• _BRIEF_:
Nothing but the lines from the one containing "# point: bush" through the end of the entries below should be set down, each exactly as written.

[SUPPLIED MATERIAL Boundary: Start]

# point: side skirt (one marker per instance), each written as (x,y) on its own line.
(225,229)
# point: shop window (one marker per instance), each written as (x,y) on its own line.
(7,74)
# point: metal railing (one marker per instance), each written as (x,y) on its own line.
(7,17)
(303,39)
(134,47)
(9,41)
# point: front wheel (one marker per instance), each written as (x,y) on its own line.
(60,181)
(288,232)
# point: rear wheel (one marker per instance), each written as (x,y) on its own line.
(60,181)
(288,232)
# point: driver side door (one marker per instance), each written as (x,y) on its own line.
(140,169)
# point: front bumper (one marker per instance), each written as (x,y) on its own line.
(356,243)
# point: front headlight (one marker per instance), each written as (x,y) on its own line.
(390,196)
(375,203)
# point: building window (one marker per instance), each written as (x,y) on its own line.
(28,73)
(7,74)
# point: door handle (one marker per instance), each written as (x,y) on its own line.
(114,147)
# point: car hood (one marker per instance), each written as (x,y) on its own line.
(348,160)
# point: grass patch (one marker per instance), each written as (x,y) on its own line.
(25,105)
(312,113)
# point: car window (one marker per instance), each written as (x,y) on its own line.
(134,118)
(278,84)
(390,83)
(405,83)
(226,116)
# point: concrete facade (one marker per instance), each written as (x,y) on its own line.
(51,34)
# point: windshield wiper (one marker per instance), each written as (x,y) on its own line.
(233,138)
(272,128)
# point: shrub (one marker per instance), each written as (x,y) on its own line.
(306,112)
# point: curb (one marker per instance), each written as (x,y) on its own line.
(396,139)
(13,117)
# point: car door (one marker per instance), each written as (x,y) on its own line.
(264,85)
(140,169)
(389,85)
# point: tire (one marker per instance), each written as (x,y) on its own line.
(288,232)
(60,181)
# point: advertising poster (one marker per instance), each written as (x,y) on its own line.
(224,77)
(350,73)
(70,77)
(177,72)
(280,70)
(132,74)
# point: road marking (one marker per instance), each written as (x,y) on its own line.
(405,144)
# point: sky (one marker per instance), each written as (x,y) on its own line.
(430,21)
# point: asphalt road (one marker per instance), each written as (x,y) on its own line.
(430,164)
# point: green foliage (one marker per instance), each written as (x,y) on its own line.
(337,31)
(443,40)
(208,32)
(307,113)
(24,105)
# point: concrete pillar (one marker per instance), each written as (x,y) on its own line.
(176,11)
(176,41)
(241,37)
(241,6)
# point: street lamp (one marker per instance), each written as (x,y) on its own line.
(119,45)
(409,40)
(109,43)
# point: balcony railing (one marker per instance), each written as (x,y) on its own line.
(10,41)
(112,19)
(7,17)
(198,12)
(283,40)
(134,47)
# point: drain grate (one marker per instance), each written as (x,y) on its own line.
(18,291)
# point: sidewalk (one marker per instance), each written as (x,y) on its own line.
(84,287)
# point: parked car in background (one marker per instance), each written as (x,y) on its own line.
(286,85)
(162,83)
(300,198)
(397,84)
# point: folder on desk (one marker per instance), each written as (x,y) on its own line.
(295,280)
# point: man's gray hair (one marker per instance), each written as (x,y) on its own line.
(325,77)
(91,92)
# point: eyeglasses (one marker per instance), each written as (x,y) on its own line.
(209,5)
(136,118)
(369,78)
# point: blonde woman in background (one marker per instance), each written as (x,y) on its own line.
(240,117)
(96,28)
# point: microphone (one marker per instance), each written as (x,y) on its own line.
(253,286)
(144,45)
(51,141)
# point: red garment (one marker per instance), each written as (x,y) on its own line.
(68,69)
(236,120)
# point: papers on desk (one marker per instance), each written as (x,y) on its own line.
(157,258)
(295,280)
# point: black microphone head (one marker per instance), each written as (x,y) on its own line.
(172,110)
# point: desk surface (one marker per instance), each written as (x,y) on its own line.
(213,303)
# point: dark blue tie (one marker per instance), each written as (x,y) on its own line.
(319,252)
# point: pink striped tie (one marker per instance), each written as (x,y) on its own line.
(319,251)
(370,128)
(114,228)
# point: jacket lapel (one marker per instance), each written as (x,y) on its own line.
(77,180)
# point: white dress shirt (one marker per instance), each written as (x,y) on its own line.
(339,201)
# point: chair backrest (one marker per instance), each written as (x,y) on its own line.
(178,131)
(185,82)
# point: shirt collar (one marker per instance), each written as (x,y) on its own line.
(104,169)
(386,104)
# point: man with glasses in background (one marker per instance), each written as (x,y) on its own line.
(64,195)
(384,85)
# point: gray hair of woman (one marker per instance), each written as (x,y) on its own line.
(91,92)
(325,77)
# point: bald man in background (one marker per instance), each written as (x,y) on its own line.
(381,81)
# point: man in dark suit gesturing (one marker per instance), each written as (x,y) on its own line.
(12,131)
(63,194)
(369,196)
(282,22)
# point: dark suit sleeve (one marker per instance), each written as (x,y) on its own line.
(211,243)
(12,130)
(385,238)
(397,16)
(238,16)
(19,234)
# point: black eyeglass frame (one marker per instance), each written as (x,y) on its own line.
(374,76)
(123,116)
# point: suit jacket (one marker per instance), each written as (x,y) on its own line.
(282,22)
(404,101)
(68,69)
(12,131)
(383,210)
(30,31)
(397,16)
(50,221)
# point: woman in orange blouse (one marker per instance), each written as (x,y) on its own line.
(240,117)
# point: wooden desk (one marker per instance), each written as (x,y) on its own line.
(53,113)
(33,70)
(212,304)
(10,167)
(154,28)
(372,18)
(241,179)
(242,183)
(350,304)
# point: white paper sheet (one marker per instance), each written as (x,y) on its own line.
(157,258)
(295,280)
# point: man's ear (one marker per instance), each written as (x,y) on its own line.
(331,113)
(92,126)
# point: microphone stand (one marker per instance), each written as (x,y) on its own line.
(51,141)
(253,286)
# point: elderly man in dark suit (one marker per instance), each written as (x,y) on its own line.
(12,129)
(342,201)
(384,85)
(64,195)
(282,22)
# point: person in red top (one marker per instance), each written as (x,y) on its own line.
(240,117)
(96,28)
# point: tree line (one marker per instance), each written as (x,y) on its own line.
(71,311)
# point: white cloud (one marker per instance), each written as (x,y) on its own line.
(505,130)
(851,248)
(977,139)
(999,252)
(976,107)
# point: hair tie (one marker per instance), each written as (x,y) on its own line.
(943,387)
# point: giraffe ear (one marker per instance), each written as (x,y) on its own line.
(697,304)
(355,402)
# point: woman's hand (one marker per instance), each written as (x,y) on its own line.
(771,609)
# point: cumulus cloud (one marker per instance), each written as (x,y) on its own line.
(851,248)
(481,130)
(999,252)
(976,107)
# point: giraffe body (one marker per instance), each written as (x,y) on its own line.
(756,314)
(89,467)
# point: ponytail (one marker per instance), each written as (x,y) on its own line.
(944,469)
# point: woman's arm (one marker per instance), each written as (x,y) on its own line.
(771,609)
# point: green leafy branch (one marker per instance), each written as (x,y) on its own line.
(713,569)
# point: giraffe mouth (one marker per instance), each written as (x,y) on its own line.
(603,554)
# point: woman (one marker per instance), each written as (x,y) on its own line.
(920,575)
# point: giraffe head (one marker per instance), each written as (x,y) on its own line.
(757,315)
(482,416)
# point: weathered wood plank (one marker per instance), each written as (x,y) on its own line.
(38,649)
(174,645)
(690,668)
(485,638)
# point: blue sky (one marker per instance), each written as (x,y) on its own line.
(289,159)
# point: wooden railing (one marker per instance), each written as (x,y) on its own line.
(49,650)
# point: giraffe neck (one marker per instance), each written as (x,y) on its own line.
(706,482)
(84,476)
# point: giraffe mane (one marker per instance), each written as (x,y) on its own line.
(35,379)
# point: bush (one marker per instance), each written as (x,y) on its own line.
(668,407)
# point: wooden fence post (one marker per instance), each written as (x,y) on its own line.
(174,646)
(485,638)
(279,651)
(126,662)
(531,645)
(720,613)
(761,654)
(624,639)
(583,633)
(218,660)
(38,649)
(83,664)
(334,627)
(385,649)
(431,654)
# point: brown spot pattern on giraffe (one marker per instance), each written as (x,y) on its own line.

[SUPPLIED MATERIAL Boundary: End]

• _YOUR SOLUTION_:
# point: bush (one marker per instance), each written as (x,y) on its own line.
(668,407)
# point: wooden fence post (one marker per instance), each written as (x,y) on its own line.
(174,646)
(485,638)
(279,651)
(126,662)
(531,645)
(720,613)
(761,654)
(624,639)
(583,633)
(218,660)
(38,649)
(83,664)
(334,627)
(385,649)
(431,654)
# point: brown spot pattern on giraffe (one marker per instance), each written as (x,y) on its own line.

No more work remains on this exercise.